Task item
Retype all of the data. Every line must match exactly.

Data in this exercise
########################################

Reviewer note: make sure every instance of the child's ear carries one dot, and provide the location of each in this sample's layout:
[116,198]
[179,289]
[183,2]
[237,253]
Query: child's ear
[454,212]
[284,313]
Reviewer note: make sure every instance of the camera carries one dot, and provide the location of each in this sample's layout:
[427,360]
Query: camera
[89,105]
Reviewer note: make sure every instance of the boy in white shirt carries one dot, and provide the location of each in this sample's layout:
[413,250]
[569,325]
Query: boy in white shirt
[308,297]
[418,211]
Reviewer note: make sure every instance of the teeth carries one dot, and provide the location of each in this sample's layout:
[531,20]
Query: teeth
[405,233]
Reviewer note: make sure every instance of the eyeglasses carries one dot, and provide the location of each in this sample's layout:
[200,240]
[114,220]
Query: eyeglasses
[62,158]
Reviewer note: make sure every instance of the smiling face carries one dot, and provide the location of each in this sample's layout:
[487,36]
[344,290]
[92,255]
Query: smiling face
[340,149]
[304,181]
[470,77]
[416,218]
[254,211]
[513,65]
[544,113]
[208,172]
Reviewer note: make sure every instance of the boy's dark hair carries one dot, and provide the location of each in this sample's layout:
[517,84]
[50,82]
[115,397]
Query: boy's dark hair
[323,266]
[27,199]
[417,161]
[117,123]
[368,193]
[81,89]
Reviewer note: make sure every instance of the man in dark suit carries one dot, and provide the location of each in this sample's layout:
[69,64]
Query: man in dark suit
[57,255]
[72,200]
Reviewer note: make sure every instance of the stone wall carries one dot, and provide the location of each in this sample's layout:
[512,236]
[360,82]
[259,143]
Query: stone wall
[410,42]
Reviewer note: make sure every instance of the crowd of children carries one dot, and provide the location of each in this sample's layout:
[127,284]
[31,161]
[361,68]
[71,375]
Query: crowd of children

########################################

Answer box
Reviewer note: make sure every instance of the child's ear carries one dot, and provide the location of each in this sample's layout:
[116,198]
[179,289]
[183,2]
[237,253]
Query: child's ear
[454,212]
[284,313]
Reviewer note: make sure every instance of the camera carries one dot, and provide the location of each in this sample's layout:
[427,360]
Query: camera
[89,105]
Reviewer note: make sure every instance of the boy in white shirt carries one dot, and provide the location of each in this sample's layout:
[413,250]
[569,325]
Query: boy in white shirt
[308,297]
[418,211]
Reviewer note: make sure every instance of the teeth carries one dot, and provide the location of each in this sample's layout:
[531,20]
Query: teeth
[405,233]
Reviewer note: make sure every instance of the eyeglasses carries one dot, and provide the location of each in this sample's layout:
[200,240]
[114,220]
Query: eyeglasses
[62,158]
Reviewer note: make sure every instance of the smiling face carries one dot, and provide the location of each in this sample's layout:
[487,36]
[344,290]
[92,255]
Query: smiling face
[340,149]
[304,181]
[470,77]
[416,218]
[254,211]
[513,65]
[544,113]
[208,172]
Reviewer note: make sure every instance of the boy's dark hair carries one dot, and provide the location of each in this sample's layout:
[517,84]
[50,82]
[115,397]
Query: boy's dark hair
[323,266]
[27,199]
[417,161]
[117,123]
[368,193]
[81,89]
Reviewer note: make sure every instance of the man in dark suit carries one dot, and provide the location of each in this sample's layout:
[69,64]
Query: man in dark suit
[57,255]
[72,200]
Reviewer note: make sure every instance of the stone wall carries one dot, and provide the location of each in this sample's layout:
[512,236]
[360,82]
[259,143]
Query: stone wall
[410,42]
Reviewer note: make sure every instance of the crowd of children carries one dot, and provide the location of each in this sample's layout:
[127,284]
[31,161]
[361,68]
[71,375]
Query: crowd of children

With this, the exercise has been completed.